(AVAILABLE RECORDS Opens)

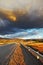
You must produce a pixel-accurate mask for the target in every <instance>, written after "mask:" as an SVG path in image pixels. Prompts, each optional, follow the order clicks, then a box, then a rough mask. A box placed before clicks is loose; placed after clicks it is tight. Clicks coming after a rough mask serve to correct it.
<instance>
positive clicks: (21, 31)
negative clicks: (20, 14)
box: [0, 0, 43, 39]
mask: <svg viewBox="0 0 43 65" xmlns="http://www.w3.org/2000/svg"><path fill="white" fill-rule="evenodd" d="M1 9H4V10H9V11H15V10H19V9H20V10H22V9H25V10H26V12H27V13H28V14H25V15H22V16H20V17H19V19H18V20H17V21H16V22H13V21H11V20H9V19H8V18H6V16H5V15H4V14H3V13H0V37H1V38H21V39H39V38H41V39H43V0H0V10H1Z"/></svg>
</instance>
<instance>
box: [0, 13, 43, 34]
mask: <svg viewBox="0 0 43 65" xmlns="http://www.w3.org/2000/svg"><path fill="white" fill-rule="evenodd" d="M0 18H1V19H2V21H3V23H4V24H3V23H2V24H1V21H0V24H1V25H2V26H0V34H8V33H15V32H16V30H17V31H18V29H29V28H43V16H40V17H34V16H32V15H28V14H25V15H22V16H18V20H17V21H16V22H14V21H11V20H9V19H7V18H6V16H5V15H4V14H2V13H1V14H0ZM32 18H33V19H32ZM3 25H4V26H3ZM17 28H18V29H17Z"/></svg>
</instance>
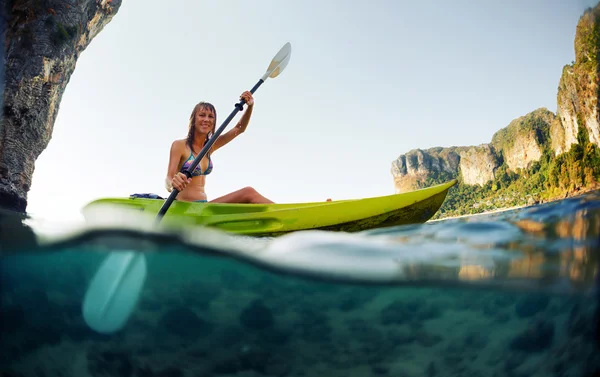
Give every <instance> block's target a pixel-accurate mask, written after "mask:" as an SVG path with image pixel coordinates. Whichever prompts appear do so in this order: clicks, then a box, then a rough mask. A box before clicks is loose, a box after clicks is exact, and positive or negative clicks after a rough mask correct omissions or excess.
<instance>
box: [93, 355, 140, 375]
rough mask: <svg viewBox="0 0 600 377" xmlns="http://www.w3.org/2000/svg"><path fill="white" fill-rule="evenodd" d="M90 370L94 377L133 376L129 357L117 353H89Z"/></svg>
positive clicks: (132, 370)
mask: <svg viewBox="0 0 600 377" xmlns="http://www.w3.org/2000/svg"><path fill="white" fill-rule="evenodd" d="M88 370H89V372H90V375H91V376H92V377H112V376H119V377H131V376H133V364H132V362H131V359H130V357H129V355H127V354H125V353H121V352H117V351H100V352H98V351H90V352H88Z"/></svg>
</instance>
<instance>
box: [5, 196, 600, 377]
mask: <svg viewBox="0 0 600 377" xmlns="http://www.w3.org/2000/svg"><path fill="white" fill-rule="evenodd" d="M19 221H20V220H19ZM18 223H19V222H18V221H17V222H15V221H13V222H12V223H11V224H12V225H11V230H10V231H7V230H6V229H7V227H6V226H4V227H2V228H0V230H1V231H2V233H1V235H2V245H3V246H6V245H8V241H7V238H6V237H9V235H14V237H12V238H11V239H10V243H11V246H10V247H6V248H4V249H3V250H4V254H2V259H1V260H0V261H1V263H0V283H1V284H0V303H1V306H0V311H1V312H0V315H1V317H2V321H1V322H0V330H1V331H2V338H1V339H2V341H1V343H0V375H1V376H2V377H5V376H11V377H12V376H17V377H18V376H23V377H29V376H32V377H40V376H43V377H46V376H48V377H50V376H62V377H70V376H76V377H79V376H84V377H87V376H92V377H103V376H126V377H146V376H148V377H167V376H173V377H175V376H179V377H187V376H191V377H196V376H198V377H199V376H235V377H262V376H265V377H267V376H269V377H271V376H286V377H287V376H289V377H306V376H334V377H337V376H340V377H342V376H344V377H345V376H361V377H363V376H373V377H380V376H403V377H413V376H415V377H416V376H428V377H437V376H465V377H466V376H498V377H501V376H506V377H520V376H534V377H538V376H539V377H542V376H544V377H545V376H585V377H587V376H593V375H597V374H598V373H599V372H600V358H598V357H597V355H598V354H599V353H598V352H599V351H600V350H599V349H598V347H599V345H600V325H599V323H598V322H599V317H600V316H599V306H598V297H597V294H598V292H597V290H595V287H596V286H597V279H598V263H599V261H598V255H599V253H600V246H599V243H598V242H599V241H598V238H599V236H600V234H599V230H600V227H599V225H600V201H599V200H598V193H593V194H590V195H589V196H586V197H584V198H572V199H569V200H565V201H562V202H559V203H554V204H551V205H542V206H536V207H532V208H528V209H522V210H519V211H510V212H505V213H499V214H492V215H484V216H473V217H470V218H461V219H452V220H447V221H439V222H432V223H428V224H424V225H418V226H407V227H397V228H390V229H380V230H377V231H370V232H365V233H363V234H359V235H347V234H329V233H311V232H307V233H302V234H295V235H290V237H281V238H276V239H262V240H251V239H247V238H241V237H239V238H238V237H234V238H230V237H228V236H223V235H219V234H212V233H204V232H203V231H202V230H199V229H195V230H194V232H193V233H191V234H187V233H186V232H185V231H182V232H181V233H180V234H178V235H177V237H175V236H173V235H167V234H163V235H156V234H150V233H136V232H135V231H133V232H129V233H123V232H121V233H119V232H117V231H118V230H119V229H113V230H112V231H111V230H110V229H104V231H103V232H100V233H95V235H94V234H92V233H87V234H85V233H81V232H78V233H74V234H73V235H71V236H70V237H66V238H65V236H64V235H63V236H61V238H60V243H53V242H52V240H53V239H52V237H46V238H44V237H40V238H35V237H34V238H32V235H33V234H32V233H31V232H29V233H28V232H26V231H23V230H22V229H21V230H19V226H18V225H15V224H18ZM2 224H7V222H5V221H3V222H2ZM121 230H122V229H121ZM18 234H21V235H24V236H23V237H21V238H22V240H20V238H19V237H20V236H19V237H17V235H18ZM82 234H83V235H85V236H84V237H81V236H82ZM25 242H27V243H25ZM25 245H27V246H25ZM36 245H37V246H36ZM123 248H136V249H137V250H141V251H145V252H144V257H145V258H146V261H147V267H148V275H147V280H146V281H145V282H144V285H143V289H142V291H141V292H140V296H139V299H138V302H137V305H136V307H135V310H134V311H133V313H132V314H131V317H130V318H128V320H127V322H126V325H125V326H124V327H123V328H122V329H121V330H120V331H117V332H115V333H111V334H99V333H96V332H94V331H93V330H92V329H90V327H88V326H87V324H86V322H85V321H84V319H83V316H82V303H83V298H84V296H85V293H86V290H87V288H88V286H89V283H90V281H91V279H92V277H93V276H94V274H95V273H96V271H97V270H98V267H99V266H100V264H101V263H102V261H103V260H105V258H106V256H107V255H108V252H109V251H115V250H117V249H123ZM8 249H10V250H12V251H15V252H14V253H10V254H8V253H6V250H8ZM223 256H227V257H226V258H224V257H223ZM246 262H250V263H246ZM312 278H318V279H317V280H315V279H312ZM475 288H476V289H475Z"/></svg>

(AVAILABLE RECORDS Closes)

__EXERCISE DETAILS__. Above are the records; copy every one of them exactly and omit the images.

__EXERCISE ANSWER__.
You must produce a pixel-accurate mask for the target in every <instance>, written after "mask:" as an SVG path in image pixels. Prompts, each optional, follow the order clicks, then a box, then a rough mask. A box placed before clicks is loose; placed after clicks it is tight. Clicks coming after a rough mask serve to correct it.
<instance>
positive clicks: (21, 31)
negative clicks: (20, 14)
box: [0, 0, 43, 39]
mask: <svg viewBox="0 0 43 65" xmlns="http://www.w3.org/2000/svg"><path fill="white" fill-rule="evenodd" d="M1 9H4V10H9V11H15V10H19V9H20V10H22V9H25V10H26V12H27V13H28V14H25V15H22V16H20V17H19V19H18V20H17V21H16V22H13V21H11V20H9V19H8V18H6V16H5V15H4V14H3V13H0V37H1V38H21V39H39V38H41V39H43V0H0V10H1Z"/></svg>
</instance>
<instance>
box: [0, 13, 43, 34]
mask: <svg viewBox="0 0 43 65" xmlns="http://www.w3.org/2000/svg"><path fill="white" fill-rule="evenodd" d="M0 18H1V19H2V21H3V23H4V24H3V23H2V24H1V21H0V24H1V25H2V26H0V34H8V33H15V32H16V30H17V31H18V29H29V28H43V16H40V17H34V16H32V15H28V14H25V15H22V16H18V20H17V21H16V22H14V21H11V20H9V19H7V18H6V16H5V15H4V14H2V13H1V14H0ZM32 18H33V19H32ZM3 25H4V26H3ZM17 28H18V29H17Z"/></svg>
</instance>
Give every <instance> block's target a pixel-accurate mask, written after "mask:" as an SVG path with image pixel coordinates. Whichever prompts appear do so in this order: clicks, then a box, then a rough mask. A box before clicks is loose, a box after clicks is exact, and positive or negative clicks after a rough mask correct omissions or excess.
<instance>
box: [93, 355, 140, 375]
rough mask: <svg viewBox="0 0 600 377" xmlns="http://www.w3.org/2000/svg"><path fill="white" fill-rule="evenodd" d="M90 370L94 377L133 376L129 357L117 353H89Z"/></svg>
positive clicks: (132, 370)
mask: <svg viewBox="0 0 600 377" xmlns="http://www.w3.org/2000/svg"><path fill="white" fill-rule="evenodd" d="M88 370H89V372H90V375H91V376H92V377H112V376H119V377H131V376H133V364H132V362H131V359H130V357H129V355H127V354H125V353H121V352H117V351H100V352H98V351H90V352H88Z"/></svg>
</instance>
<instance>
box: [5, 196, 600, 377]
mask: <svg viewBox="0 0 600 377" xmlns="http://www.w3.org/2000/svg"><path fill="white" fill-rule="evenodd" d="M19 221H20V220H19ZM18 223H19V222H18V221H17V222H15V221H13V222H12V223H11V224H12V225H11V230H10V231H7V230H6V229H7V227H6V226H4V227H2V228H0V230H1V231H2V233H1V235H2V245H3V246H6V245H8V241H7V238H6V237H9V235H14V237H12V238H11V239H10V243H11V246H10V247H6V248H4V249H3V250H4V254H2V259H1V260H0V261H1V263H0V283H1V284H0V303H1V306H0V311H1V312H0V315H1V317H2V321H1V322H0V330H1V331H2V338H1V339H2V341H1V343H0V375H1V376H2V377H5V376H11V377H12V376H17V377H18V376H23V377H29V376H32V377H40V376H43V377H46V376H48V377H50V376H62V377H70V376H76V377H79V376H84V377H87V376H92V377H103V376H126V377H146V376H148V377H167V376H173V377H175V376H179V377H187V376H191V377H196V376H198V377H199V376H235V377H262V376H265V377H267V376H269V377H271V376H286V377H287V376H289V377H306V376H334V377H337V376H340V377H342V376H344V377H345V376H361V377H363V376H373V377H380V376H403V377H413V376H415V377H416V376H428V377H437V376H465V377H466V376H498V377H501V376H506V377H520V376H534V377H538V376H539V377H542V376H544V377H545V376H585V377H587V376H593V375H597V374H598V373H599V372H600V358H598V357H597V355H598V354H599V353H598V352H599V351H600V350H599V349H598V347H599V345H600V325H599V323H598V322H599V317H600V316H599V306H598V297H597V294H598V292H597V290H595V287H596V286H597V279H598V263H599V261H598V255H599V253H600V246H599V243H598V242H599V241H598V238H599V236H600V234H599V230H600V227H599V225H600V201H599V200H598V193H593V194H590V195H589V196H586V197H584V198H572V199H569V200H565V201H562V202H559V203H554V204H551V205H542V206H536V207H532V208H528V209H522V210H519V211H510V212H505V213H499V214H492V215H484V216H473V217H470V218H461V219H452V220H447V221H439V222H432V223H428V224H424V225H418V226H407V227H397V228H390V229H380V230H377V231H370V232H365V233H363V234H359V235H347V234H329V233H311V232H307V233H302V234H295V235H290V237H281V238H276V239H262V240H251V239H247V238H241V237H239V238H238V237H234V238H230V237H228V236H223V235H219V234H212V233H204V232H203V231H202V230H199V229H195V230H194V232H193V233H191V234H187V233H186V232H185V231H182V232H181V233H180V234H178V235H177V237H175V236H173V235H167V234H163V235H156V234H150V233H136V232H135V231H133V232H129V233H123V232H121V233H119V232H117V231H118V230H119V229H113V230H112V231H111V230H110V229H104V231H103V232H100V233H95V235H94V234H92V233H87V234H85V233H81V232H78V233H74V234H73V235H71V236H70V237H66V238H65V236H64V235H63V236H61V238H60V243H53V242H52V240H53V239H52V237H46V238H44V237H40V238H35V237H34V238H32V235H33V234H32V233H31V232H29V233H28V232H26V231H23V230H22V229H21V230H19V226H18V225H15V224H18ZM2 224H7V222H5V221H3V222H2ZM121 230H122V229H121ZM18 234H21V235H24V236H23V237H21V238H22V240H20V238H19V237H20V236H19V237H17V235H18ZM82 234H83V235H85V236H84V237H81V236H82ZM25 242H27V243H25ZM25 245H27V246H25ZM36 245H37V246H36ZM123 248H136V249H137V250H141V251H145V252H144V257H145V258H146V261H147V267H148V275H147V280H146V281H145V282H144V285H143V289H142V291H141V292H140V296H139V299H138V302H137V305H136V307H135V310H134V311H133V313H132V314H131V317H130V318H128V320H127V322H126V325H125V326H124V327H123V328H122V329H121V330H120V331H117V332H115V333H111V334H99V333H96V332H94V331H93V330H92V329H90V327H88V326H87V324H86V322H85V321H84V319H83V316H82V303H83V298H84V296H85V293H86V290H87V288H88V286H89V283H90V281H91V279H92V277H93V276H94V274H95V273H96V271H97V270H98V267H99V266H100V264H101V263H102V261H103V260H105V258H106V256H107V255H108V252H109V251H115V250H117V249H123ZM8 249H10V250H12V251H15V252H14V253H10V254H8V253H6V250H8ZM223 256H227V257H226V258H224V257H223ZM246 262H250V263H246ZM312 278H318V279H317V280H315V279H312ZM475 288H476V289H475Z"/></svg>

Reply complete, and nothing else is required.